* [Given request 1]: Summarize the passage on LNG and BOG fuel supply in two sentences.
* [Given request 2]: From the passage on LNG and BOG fuel supply, list every component that is given a reference numeral or code, along with that label.
* [Given request 3]: Proceed with the passage on LNG and BOG fuel supply, picking up right after its final sentence.

#### Excerpt provided ####

Also, the expression “the fuel consumption of the high-pressure natural gas injection engine” in the sentence “the fuel consumption of the high-pressure natural gas injection engine is larger or smaller than the amount of BOG generated in the storage tank” means the sum of the fuel consumption of the high-pressure natural gas injection engine and the fuel consumption of other engines (e.g., a DFDE and a gas turbine) using BOG in the marine structure as fuel. When only the high-pressure natural gas injection engine among various engines uses BOG as fuel, the expression “the fuel consumption of the high-pressure natural gas injection engine” means the fuel consumption of only the high-pressure natural gas injection engine.

When the amount of BOG generated in the storage tank 110 is smaller than the amount of fuel required by the high-pressure natural gas injection engine, the LNG stored in the storage tank 110 may be supplied through the LNG supply line L17 directly to the recondenser 131. A submerged pump 157 is installed at one end of the LNG supply line L17, i.e., the start point of the LNG supply line L17 located in the storage tank, so that the LNG stored in the storage tank 110 can be supplied directly to the recondenser 131. According to this embodiment, since the internal pressure of the recondenser 131 (or the buffer tank 31 in the first to fifth embodiments and the modified examples thereof) is substantially equal to the pressure of the BOG compressed by the BOG compression unit 130 to a medium pressure of about 12 to 45 bara, there may be a limit in using only the submerged pump 157 to compress the liquefied gas stored in the storage tank 110 at about ambient pressure, to a medium pressure. Thus, it may be preferable that a booster pump 158 is installed in the middle of the LNG supply line L17 to compress the liquefied gas discharged by the submerged pump 157 to the outside of the storage tank, to a pressure substantially equal to the internal pressure of the recondenser 131 (or the buffer tank).

#### Data shown ####

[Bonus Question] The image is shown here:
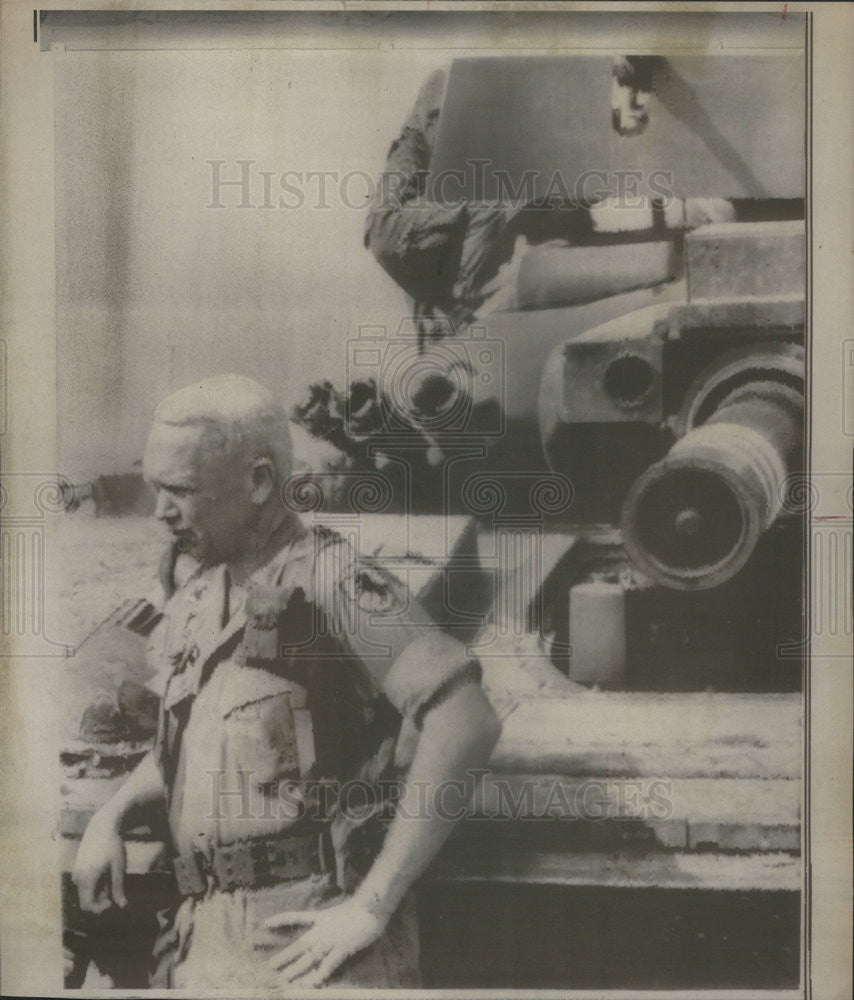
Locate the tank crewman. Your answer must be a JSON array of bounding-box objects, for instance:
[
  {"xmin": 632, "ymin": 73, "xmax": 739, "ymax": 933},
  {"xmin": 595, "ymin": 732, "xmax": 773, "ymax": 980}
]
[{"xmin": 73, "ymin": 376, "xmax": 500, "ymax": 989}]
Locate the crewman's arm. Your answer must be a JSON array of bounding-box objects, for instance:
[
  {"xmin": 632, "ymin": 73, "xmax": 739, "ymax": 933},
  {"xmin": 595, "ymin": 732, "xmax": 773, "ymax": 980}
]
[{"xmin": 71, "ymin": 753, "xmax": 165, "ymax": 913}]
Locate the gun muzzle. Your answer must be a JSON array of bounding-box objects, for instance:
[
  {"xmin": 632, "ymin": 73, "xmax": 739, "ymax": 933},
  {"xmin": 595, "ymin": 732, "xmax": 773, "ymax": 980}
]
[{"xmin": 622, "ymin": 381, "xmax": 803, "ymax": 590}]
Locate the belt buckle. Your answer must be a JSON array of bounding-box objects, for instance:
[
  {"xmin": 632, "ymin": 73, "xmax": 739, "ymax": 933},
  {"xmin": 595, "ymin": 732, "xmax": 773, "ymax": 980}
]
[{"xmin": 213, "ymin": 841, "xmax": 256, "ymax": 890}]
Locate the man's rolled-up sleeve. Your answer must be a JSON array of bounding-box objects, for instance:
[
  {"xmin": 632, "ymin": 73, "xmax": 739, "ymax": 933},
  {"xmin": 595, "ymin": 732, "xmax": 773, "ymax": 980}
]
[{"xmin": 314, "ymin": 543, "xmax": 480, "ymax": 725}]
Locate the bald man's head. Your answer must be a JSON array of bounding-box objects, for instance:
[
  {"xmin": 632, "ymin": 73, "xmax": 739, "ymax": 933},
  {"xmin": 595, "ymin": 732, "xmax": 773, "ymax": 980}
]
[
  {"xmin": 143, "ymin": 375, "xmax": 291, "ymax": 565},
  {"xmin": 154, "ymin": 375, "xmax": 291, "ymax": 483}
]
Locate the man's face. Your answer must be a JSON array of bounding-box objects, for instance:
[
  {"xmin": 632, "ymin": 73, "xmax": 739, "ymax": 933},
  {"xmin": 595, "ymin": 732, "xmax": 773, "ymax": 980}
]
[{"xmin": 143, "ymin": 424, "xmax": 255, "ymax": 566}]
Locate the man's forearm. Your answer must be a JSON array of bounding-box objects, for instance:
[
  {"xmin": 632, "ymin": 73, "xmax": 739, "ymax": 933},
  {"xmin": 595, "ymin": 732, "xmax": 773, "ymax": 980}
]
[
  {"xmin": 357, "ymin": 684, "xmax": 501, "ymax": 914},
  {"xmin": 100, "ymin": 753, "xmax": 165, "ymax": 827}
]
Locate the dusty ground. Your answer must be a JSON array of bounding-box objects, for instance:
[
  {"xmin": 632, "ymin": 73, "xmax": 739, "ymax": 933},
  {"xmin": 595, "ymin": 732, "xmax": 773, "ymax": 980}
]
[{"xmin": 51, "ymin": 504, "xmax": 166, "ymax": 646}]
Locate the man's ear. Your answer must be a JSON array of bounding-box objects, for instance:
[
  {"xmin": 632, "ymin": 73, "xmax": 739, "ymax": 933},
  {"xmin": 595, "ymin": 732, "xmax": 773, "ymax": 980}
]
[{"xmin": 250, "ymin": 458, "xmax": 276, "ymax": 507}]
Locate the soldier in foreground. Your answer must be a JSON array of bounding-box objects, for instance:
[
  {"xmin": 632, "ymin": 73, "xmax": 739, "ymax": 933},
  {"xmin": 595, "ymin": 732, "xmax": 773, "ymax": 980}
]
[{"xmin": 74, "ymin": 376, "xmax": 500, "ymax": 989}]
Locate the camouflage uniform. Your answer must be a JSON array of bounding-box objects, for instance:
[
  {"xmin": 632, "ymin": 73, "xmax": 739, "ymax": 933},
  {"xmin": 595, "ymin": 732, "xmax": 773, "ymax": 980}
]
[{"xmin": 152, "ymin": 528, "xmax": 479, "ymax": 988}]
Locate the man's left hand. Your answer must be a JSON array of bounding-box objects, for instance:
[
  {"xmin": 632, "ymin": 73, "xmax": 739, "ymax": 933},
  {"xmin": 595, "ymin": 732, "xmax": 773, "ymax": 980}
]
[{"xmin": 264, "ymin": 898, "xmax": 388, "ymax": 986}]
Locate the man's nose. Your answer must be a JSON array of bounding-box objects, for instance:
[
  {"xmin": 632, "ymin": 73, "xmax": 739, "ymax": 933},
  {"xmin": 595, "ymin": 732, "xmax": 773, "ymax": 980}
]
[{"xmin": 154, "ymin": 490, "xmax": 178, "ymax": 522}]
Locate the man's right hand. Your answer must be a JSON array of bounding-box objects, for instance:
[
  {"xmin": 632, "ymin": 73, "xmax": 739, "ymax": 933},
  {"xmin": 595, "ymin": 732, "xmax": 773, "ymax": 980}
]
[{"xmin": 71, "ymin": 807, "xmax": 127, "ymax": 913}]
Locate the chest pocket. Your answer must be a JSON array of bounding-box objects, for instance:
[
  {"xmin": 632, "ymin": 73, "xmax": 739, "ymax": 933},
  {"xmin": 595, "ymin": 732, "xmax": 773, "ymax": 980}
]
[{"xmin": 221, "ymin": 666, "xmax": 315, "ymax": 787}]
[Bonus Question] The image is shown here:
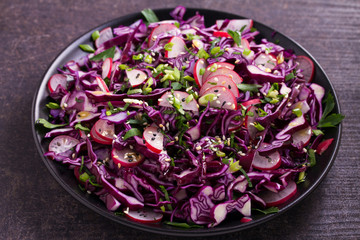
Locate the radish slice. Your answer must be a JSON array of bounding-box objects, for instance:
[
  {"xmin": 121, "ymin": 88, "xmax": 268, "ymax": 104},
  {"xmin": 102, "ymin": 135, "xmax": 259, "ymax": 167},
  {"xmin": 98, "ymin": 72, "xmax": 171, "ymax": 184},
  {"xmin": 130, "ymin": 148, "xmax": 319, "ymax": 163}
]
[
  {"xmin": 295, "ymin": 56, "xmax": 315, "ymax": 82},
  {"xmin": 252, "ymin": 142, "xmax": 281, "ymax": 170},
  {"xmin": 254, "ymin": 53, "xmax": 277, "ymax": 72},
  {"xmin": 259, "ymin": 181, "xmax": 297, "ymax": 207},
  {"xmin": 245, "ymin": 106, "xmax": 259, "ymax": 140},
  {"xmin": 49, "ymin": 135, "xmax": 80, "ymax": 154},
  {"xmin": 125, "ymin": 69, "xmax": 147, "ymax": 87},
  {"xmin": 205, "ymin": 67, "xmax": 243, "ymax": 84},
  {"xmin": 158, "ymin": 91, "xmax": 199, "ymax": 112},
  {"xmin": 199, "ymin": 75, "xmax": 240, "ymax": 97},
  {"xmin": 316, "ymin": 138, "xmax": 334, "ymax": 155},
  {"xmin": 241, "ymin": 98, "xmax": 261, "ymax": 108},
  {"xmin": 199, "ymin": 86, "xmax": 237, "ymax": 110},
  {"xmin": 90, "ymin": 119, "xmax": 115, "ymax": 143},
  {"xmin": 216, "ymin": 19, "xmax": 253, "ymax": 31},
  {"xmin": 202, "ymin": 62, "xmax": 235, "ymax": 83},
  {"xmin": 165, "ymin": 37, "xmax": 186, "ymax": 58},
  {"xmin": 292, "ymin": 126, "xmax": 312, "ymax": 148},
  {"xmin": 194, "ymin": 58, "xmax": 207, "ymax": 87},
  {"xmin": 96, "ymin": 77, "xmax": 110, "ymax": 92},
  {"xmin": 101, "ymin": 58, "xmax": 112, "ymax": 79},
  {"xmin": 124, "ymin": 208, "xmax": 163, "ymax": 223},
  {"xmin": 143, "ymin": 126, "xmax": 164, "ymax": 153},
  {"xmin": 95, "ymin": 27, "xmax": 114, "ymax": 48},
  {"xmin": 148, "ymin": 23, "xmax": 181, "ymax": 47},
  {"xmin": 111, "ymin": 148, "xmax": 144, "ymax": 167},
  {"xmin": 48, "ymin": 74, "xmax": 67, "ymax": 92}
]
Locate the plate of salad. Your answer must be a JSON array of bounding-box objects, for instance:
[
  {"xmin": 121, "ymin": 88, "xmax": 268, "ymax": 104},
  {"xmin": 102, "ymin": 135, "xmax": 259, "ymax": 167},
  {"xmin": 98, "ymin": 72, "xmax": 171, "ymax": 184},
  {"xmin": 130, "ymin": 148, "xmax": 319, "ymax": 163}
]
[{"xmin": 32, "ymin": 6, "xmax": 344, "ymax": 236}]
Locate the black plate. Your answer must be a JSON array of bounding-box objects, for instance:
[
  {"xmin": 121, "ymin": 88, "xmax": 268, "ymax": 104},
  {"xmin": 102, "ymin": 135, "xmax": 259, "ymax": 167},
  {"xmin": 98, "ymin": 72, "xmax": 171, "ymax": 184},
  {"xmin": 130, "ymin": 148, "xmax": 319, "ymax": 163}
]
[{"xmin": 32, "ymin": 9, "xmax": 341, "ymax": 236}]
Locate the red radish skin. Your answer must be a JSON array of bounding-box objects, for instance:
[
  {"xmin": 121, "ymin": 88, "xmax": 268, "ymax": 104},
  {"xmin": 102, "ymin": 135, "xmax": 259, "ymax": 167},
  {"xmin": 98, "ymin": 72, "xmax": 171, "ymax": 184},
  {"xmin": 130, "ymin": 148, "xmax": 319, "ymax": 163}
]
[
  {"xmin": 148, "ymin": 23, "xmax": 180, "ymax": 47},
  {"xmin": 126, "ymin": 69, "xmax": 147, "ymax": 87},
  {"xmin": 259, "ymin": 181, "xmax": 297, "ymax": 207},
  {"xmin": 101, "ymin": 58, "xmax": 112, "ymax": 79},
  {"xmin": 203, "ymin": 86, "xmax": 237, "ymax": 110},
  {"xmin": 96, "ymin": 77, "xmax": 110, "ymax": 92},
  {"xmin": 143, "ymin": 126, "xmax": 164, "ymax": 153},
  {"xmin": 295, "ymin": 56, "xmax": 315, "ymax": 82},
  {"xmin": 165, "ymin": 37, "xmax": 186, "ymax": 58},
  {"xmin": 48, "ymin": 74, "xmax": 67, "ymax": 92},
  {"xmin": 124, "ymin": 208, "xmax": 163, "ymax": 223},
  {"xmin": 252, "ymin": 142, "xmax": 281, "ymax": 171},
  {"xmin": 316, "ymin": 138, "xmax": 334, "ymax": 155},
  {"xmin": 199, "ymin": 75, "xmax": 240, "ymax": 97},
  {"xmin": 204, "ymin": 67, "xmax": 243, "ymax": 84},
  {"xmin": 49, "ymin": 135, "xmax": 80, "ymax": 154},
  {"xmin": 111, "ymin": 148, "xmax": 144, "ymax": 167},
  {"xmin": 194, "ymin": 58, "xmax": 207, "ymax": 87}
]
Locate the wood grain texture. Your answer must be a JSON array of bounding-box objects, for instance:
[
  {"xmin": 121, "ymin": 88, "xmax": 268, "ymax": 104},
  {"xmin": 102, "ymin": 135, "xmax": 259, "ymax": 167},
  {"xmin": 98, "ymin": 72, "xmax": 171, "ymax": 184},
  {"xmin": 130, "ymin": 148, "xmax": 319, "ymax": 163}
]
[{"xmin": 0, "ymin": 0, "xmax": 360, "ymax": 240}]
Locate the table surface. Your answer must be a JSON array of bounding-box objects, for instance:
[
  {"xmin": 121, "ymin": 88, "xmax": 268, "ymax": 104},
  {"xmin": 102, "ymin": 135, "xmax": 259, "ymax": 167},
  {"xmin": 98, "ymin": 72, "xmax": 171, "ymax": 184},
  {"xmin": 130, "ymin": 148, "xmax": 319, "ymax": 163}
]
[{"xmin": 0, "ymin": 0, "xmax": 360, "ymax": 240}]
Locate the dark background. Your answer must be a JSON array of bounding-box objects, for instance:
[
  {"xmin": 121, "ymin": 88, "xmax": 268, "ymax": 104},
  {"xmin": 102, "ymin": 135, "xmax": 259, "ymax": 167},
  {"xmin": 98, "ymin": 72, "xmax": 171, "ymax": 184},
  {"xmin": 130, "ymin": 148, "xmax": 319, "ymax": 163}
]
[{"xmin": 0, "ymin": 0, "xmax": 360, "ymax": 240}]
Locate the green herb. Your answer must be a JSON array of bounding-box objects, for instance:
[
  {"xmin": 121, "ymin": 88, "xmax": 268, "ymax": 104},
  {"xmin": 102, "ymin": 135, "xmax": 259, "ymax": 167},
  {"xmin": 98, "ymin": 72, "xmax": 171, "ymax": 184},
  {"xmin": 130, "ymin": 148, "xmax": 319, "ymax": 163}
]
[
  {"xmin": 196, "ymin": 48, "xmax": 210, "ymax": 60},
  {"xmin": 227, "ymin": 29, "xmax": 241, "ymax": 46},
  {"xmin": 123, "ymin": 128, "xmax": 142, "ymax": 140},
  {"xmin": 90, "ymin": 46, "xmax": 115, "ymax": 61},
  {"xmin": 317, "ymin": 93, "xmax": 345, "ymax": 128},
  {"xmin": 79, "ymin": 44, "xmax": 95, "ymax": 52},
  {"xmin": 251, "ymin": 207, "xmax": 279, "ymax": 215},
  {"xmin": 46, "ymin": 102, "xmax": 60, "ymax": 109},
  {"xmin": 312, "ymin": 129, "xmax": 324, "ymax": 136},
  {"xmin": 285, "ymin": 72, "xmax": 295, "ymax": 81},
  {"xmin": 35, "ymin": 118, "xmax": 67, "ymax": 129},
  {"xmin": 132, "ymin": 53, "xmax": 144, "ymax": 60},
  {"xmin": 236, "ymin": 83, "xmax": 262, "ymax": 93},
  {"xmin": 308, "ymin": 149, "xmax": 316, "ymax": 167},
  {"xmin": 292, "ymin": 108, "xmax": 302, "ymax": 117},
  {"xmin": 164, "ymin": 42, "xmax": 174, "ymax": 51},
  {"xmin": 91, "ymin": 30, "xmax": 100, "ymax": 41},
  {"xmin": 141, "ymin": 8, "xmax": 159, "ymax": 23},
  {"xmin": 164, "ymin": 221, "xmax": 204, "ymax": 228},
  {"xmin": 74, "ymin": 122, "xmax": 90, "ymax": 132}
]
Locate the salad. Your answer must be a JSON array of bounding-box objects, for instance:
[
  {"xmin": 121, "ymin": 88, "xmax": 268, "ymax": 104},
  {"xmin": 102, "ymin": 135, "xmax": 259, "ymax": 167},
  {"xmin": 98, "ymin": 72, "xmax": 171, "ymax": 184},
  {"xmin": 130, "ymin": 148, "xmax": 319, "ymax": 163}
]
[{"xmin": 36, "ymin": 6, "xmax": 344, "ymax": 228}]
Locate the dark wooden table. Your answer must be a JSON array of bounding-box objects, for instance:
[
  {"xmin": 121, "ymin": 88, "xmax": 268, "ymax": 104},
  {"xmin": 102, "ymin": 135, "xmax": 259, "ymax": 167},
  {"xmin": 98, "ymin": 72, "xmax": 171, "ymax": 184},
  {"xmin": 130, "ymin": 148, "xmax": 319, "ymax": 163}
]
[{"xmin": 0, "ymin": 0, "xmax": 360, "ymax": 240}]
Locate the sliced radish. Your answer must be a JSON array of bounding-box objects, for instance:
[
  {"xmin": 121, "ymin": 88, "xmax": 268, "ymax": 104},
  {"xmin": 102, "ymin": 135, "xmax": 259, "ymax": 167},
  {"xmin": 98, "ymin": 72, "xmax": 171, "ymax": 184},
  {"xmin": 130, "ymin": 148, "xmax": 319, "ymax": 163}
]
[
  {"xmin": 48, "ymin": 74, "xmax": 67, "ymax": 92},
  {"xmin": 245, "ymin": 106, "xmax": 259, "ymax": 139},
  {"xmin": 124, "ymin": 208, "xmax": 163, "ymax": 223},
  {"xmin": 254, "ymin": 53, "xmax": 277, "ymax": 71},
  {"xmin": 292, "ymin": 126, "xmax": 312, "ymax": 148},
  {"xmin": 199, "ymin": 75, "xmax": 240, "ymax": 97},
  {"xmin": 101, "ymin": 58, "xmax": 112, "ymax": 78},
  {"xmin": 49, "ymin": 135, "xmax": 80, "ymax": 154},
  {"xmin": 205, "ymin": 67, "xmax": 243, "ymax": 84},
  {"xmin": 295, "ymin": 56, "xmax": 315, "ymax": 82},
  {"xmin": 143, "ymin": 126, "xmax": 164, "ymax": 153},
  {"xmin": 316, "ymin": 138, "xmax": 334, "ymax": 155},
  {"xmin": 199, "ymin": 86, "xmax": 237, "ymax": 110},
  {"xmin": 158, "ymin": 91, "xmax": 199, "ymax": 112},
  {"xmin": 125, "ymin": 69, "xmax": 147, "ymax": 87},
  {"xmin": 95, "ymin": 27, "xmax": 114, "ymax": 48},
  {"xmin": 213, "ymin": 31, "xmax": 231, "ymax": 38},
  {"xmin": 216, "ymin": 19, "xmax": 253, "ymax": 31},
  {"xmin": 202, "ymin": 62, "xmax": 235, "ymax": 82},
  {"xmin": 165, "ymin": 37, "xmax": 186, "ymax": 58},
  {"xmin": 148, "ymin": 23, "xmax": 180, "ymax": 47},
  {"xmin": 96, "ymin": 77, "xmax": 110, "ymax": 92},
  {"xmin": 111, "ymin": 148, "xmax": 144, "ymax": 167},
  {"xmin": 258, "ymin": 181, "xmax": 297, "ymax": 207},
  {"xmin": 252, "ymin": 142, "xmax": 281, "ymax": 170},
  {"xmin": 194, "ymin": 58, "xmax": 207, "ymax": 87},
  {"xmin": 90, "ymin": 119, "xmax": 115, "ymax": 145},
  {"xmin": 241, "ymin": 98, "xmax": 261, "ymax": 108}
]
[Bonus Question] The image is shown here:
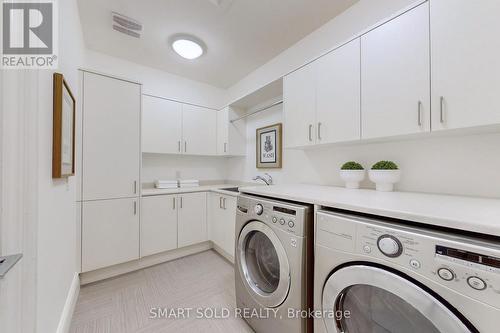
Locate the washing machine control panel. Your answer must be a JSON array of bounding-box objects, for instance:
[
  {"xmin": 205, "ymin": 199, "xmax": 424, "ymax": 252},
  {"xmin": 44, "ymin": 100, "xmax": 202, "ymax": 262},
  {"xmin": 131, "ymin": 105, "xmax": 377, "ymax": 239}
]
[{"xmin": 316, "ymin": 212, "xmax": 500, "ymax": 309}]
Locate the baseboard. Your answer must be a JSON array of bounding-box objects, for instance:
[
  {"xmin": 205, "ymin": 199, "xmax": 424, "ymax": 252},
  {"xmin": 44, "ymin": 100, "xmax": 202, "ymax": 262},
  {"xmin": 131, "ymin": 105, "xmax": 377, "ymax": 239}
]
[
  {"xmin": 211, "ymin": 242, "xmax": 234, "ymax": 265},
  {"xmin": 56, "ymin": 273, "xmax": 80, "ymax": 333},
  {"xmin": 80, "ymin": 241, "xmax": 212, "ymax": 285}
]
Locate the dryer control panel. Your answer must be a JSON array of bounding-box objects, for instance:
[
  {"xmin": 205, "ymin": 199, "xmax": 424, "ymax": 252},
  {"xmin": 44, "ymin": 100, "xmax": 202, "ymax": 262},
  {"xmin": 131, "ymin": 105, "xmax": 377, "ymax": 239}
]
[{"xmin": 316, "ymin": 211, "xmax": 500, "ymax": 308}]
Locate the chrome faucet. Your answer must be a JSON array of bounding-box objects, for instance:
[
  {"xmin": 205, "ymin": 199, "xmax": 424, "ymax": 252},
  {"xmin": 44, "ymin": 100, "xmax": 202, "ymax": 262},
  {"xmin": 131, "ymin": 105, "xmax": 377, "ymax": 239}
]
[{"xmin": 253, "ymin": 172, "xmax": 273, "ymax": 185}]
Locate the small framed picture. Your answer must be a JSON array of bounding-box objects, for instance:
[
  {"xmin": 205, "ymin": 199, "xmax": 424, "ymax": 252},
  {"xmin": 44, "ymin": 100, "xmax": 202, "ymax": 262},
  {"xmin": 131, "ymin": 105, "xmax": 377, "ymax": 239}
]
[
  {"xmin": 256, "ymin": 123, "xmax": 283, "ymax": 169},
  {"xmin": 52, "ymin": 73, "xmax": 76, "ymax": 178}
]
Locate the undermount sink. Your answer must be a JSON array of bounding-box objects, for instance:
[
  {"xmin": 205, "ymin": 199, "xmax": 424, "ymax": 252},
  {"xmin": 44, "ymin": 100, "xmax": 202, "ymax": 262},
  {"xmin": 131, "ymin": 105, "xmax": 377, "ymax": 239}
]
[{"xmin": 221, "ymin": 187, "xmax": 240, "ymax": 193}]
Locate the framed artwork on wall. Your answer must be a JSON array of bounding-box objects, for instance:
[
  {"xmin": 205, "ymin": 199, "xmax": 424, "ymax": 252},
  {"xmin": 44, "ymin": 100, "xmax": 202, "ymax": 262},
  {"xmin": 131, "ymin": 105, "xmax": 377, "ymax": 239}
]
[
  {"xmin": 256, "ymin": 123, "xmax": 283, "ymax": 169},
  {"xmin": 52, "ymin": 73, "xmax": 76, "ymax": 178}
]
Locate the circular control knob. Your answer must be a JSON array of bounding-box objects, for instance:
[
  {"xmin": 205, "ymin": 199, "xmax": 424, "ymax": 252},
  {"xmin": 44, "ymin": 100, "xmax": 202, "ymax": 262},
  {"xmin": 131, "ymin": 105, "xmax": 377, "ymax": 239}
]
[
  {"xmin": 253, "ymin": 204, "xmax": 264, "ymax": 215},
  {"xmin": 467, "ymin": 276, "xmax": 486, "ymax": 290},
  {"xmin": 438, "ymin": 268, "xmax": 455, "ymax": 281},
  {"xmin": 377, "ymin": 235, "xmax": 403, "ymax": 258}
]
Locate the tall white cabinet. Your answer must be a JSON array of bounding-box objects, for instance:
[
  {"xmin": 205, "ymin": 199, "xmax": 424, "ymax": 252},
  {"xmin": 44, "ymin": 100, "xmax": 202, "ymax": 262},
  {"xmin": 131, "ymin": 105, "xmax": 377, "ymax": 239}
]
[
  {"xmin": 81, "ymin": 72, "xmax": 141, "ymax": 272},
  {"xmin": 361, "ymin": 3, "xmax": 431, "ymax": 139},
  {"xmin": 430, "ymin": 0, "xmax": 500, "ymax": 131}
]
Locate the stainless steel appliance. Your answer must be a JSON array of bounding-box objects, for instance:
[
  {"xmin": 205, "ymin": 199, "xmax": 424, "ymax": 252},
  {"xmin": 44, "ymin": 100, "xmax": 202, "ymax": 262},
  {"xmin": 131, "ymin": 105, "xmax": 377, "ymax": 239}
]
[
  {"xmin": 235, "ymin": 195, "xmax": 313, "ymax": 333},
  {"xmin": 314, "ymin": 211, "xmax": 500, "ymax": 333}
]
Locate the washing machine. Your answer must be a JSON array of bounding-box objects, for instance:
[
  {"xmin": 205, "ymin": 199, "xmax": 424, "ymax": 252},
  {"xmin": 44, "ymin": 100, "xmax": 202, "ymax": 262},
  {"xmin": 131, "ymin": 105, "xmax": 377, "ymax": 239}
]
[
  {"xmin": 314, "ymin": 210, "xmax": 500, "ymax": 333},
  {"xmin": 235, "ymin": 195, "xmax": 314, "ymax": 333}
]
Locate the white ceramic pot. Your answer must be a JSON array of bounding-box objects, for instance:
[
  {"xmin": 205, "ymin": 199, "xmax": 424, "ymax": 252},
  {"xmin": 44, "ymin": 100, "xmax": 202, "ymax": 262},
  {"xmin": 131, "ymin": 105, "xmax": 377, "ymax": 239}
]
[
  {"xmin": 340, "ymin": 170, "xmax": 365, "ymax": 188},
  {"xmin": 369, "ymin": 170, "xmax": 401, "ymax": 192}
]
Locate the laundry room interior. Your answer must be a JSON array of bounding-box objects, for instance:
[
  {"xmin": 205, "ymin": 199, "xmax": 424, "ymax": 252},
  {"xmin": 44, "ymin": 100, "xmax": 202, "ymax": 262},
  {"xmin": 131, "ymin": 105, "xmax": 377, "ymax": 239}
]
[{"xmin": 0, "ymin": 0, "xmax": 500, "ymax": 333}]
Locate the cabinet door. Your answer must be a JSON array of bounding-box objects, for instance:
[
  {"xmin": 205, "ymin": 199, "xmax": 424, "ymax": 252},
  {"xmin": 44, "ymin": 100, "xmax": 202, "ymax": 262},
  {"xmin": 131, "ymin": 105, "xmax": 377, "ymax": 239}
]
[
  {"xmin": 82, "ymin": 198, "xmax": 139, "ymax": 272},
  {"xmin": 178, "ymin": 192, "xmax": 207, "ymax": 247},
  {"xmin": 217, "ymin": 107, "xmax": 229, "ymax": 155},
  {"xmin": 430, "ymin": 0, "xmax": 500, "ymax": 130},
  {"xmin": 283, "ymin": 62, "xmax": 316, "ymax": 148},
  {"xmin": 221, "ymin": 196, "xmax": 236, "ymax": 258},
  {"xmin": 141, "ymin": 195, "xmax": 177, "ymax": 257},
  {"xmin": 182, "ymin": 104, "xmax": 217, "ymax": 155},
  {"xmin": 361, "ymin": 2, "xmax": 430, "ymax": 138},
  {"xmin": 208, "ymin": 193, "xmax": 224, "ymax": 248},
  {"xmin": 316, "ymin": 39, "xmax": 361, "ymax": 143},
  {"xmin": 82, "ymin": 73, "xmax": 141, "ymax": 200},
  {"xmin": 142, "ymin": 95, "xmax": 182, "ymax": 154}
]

####

* [Expected answer 1]: The phrase "the fuel consumption of the high-pressure natural gas injection engine" refers to the combined fuel consumption of every engine that burns BOG in the marine structure, or to that engine alone when it is the only one using BOG as fuel. When the storage tank generates less BOG than the engine requires, LNG can be sent directly to the recondenser through the LNG supply line by a submerged pump, and because the recondenser sits at a medium pressure of about 12 to 45 bara, a booster pump in that line is preferably added to raise the liquid to the recondenser's internal pressure.

* [Expected answer 2]:
- storage tank 110
- LNG supply line L17
- recondenser 131
- submerged pump 157
- BOG compression unit 130
- buffer tank 31
- booster pump 158

* [Expected answer 3]:
When the amount of BOG generated in the storage tank 110 is larger than the amount of fuel required by the high-pressure natural gas injection engine and thus excess LBOG is expected to be generated, the BOG gradually compressed or compressed by the BOG compression unit 113 is shunted through a BOG branch line L18 and used in a BOG consumption unit. The BOG consumption unit may be a gas turbine or a DFDE that can use lower-temperature natural gas than the ME-GI engine.

As described above, in order to reduce a load on the reliquefaction apparatus 120 or to completely stop an operation of the reliquefaction apparatus 120, the fuel supply system according to this embodiment may include a BOG bypass line L21 that branches from the BOG supply line L12 to supply a portion or all of the BOG compressed by the BOG compression unit, to the recondenser 131 by bypassing the reliquefaction apparatus 120.

Specifically, it may be preferable that the BOG bypass line L21 branches from the downstream side of the heat exchanger 135 of the BOG supply line L12 and connects with the recondenser 131. If necessary, a pressure control valve 161 may be installed at the BOG bypass line L21 to control the pressure of the recondenser 131.

When the amount of BOG generated in the storage tank 110 is smaller than the amount of fuel required by the high-pressure natural gas injection engine, the LNG in the storage tank 110 is supplied to the recondenser 131 to supplement an insufficient fuel amount. In this case, a portion of the BOG supplied to the reliquefaction apparatus 120 is supplied through the BOG bypass line L21 to the recondenser 131 and is recondensed by being mixed with LNG. Accordingly, a load on the reliquefaction apparatus 120 can be reduced.

Hereinafter, with reference to FIG. 11, a description will be give of a method of using the recondenser 131 to operate the fuel supply system of the sixth embodiment, when the fuel supply system is installed in, for example, an LNG carrier.

The fuel supply system of the sixth embodiment includes the recondenser 131. Therefore, all of the BOG generated in the storage tank 110 is not supplied to the cold box 121 of the reliquefaction apparatus 120, and at least a portion of the generated BOG is bypassed to the recondenser 131. Accordingly, a load on the reliquefaction apparatus 120 with large energy consumption can be reduced, or an operation of the reliquefaction apparatus 120 can be completely stopped in some cases.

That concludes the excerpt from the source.